■ **Exercise task**
Format everything from the line containing "Where can you spot the blurred" down to the line containing "column 562, row 324" as a JSON list of strings, one string per line, with blank lines left out.

——

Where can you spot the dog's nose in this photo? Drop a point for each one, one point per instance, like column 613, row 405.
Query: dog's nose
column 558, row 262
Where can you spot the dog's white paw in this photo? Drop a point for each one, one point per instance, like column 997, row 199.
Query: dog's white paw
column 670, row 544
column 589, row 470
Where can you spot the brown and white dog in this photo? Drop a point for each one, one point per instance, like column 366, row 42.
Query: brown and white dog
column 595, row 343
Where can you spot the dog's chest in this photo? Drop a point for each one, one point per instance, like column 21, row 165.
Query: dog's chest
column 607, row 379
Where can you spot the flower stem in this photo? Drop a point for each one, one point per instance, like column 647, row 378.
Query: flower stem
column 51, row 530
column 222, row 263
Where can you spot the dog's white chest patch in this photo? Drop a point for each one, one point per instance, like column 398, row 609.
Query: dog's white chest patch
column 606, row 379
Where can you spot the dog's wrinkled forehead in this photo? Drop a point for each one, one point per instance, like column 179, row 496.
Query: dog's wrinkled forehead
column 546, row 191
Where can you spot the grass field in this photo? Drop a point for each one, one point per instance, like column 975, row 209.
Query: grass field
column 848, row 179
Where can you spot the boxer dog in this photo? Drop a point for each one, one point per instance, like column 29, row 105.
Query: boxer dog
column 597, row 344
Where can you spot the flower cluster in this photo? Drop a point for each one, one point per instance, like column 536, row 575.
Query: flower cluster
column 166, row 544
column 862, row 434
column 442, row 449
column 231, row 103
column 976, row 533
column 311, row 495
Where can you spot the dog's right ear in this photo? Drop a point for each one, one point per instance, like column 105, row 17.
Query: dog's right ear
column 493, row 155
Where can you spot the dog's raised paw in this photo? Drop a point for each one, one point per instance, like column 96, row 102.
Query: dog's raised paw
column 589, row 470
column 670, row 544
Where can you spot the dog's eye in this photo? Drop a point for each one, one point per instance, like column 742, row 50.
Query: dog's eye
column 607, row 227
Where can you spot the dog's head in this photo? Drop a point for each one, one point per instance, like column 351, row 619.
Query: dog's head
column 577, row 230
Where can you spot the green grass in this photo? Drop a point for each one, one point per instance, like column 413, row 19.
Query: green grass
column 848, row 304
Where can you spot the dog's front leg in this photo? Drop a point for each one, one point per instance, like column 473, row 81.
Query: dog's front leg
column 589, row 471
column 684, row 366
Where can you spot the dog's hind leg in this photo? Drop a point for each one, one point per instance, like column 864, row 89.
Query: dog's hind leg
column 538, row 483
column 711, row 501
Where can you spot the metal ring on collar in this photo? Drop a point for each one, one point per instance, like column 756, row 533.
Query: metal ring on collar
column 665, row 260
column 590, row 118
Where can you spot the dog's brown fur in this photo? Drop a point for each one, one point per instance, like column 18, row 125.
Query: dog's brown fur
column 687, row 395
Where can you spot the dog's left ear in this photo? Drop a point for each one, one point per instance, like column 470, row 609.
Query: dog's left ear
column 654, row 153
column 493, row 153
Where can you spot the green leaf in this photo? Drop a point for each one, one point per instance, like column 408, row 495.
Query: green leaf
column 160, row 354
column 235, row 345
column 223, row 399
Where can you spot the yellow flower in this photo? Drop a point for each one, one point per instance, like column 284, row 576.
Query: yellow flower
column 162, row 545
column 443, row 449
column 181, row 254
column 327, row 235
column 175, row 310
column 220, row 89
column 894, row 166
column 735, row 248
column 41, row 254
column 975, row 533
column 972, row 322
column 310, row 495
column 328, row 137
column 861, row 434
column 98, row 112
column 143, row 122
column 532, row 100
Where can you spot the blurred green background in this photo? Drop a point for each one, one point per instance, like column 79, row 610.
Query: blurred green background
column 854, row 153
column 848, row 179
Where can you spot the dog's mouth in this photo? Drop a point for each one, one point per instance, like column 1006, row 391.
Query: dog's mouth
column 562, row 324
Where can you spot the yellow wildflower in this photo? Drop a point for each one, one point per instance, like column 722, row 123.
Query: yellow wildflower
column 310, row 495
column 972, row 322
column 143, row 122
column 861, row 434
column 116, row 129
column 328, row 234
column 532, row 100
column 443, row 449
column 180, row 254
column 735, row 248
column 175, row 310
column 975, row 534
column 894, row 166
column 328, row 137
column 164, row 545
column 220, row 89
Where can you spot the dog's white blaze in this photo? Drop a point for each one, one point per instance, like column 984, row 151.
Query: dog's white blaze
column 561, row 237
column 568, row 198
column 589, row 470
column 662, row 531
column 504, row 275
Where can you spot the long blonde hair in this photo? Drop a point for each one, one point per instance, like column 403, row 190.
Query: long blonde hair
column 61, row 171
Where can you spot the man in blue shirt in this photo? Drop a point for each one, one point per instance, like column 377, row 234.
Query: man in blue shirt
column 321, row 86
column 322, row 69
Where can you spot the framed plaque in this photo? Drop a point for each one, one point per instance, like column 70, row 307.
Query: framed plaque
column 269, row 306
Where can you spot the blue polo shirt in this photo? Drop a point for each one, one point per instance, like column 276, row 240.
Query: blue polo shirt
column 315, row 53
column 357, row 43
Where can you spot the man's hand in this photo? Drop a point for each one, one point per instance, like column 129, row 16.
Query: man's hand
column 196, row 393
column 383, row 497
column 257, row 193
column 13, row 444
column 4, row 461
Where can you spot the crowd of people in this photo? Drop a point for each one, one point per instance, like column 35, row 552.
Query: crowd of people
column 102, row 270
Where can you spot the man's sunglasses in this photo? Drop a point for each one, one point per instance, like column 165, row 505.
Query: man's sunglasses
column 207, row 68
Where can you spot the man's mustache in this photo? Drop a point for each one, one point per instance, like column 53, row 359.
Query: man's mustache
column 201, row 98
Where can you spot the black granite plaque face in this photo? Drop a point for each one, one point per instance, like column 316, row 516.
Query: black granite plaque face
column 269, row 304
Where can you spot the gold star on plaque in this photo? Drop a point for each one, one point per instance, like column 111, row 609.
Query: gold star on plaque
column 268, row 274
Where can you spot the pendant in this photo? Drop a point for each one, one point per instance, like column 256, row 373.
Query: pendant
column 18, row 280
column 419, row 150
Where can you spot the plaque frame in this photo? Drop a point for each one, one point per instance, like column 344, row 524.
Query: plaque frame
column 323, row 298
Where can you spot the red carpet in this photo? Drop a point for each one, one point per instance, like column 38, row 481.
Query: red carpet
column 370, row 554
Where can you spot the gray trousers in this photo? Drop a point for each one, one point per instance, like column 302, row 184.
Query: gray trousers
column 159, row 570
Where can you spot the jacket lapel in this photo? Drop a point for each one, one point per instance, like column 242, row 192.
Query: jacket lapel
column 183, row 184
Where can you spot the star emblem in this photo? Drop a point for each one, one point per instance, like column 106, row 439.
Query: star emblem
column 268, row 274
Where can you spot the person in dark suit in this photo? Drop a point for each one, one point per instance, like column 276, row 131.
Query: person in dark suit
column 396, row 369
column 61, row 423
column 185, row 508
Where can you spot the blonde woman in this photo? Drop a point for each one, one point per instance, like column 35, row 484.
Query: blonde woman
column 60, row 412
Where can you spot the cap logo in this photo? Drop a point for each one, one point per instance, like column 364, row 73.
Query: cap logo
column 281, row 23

——

■ **Exercise output**
[
  "Where can you spot the blurred green background in this photo? Drop a point for each one, one point per instance, like column 79, row 610.",
  "Query: blurred green background",
  "column 854, row 153",
  "column 848, row 179",
  "Where can you spot the dog's mouth in this photo? Drop a point for each one, one point per instance, like column 1006, row 391.",
  "Query: dog's mouth",
  "column 562, row 324"
]